=== Section Start ===

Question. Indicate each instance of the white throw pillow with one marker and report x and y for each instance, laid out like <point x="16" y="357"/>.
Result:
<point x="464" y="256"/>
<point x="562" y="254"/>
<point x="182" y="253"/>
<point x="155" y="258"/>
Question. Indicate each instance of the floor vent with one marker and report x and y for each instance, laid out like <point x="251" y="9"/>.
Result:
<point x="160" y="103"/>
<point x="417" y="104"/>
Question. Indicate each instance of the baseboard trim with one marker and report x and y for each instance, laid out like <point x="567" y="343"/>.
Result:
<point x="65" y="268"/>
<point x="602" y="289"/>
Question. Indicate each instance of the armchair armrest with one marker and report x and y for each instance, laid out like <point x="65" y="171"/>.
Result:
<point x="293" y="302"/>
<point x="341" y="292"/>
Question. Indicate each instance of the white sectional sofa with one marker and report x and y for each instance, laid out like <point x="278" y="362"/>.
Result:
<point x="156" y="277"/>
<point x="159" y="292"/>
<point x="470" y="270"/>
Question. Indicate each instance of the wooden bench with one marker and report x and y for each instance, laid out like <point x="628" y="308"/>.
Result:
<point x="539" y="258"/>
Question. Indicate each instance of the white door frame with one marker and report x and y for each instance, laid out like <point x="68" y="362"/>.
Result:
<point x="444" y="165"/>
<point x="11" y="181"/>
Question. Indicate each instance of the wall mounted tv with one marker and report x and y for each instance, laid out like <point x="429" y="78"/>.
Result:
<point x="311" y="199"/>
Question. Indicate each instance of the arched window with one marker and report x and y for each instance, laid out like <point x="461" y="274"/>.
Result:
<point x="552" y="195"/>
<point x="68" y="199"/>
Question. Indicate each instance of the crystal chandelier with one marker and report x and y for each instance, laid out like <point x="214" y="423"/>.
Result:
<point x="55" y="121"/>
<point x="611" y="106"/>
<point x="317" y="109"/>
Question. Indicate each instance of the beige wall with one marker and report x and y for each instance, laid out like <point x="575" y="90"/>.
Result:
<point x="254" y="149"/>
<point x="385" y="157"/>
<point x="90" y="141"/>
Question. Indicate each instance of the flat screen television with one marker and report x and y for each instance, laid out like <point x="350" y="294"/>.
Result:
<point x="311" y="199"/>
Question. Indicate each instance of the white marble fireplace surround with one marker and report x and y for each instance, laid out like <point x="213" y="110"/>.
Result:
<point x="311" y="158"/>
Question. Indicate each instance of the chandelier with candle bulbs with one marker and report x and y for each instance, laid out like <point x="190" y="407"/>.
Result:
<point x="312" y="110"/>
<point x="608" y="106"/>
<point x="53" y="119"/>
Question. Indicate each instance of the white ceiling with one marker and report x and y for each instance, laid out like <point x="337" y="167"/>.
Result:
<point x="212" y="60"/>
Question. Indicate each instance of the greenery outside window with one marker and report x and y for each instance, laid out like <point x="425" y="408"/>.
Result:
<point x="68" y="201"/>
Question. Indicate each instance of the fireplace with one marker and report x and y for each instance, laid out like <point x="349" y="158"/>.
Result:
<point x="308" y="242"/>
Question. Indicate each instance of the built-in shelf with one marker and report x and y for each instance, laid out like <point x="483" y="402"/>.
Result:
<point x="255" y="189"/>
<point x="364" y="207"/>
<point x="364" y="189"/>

=== Section End ===

* [Brief] All lines in the records with the string "chandelier" should be copied out.

* [Answer box]
Question. Indicate each instance of the crystal chandelier with one marker and report x and y for each instance, laid out like <point x="214" y="423"/>.
Question. Indicate each instance of the chandelier with candle bulbs with one marker and report x and y for each instance, laid out like <point x="190" y="407"/>.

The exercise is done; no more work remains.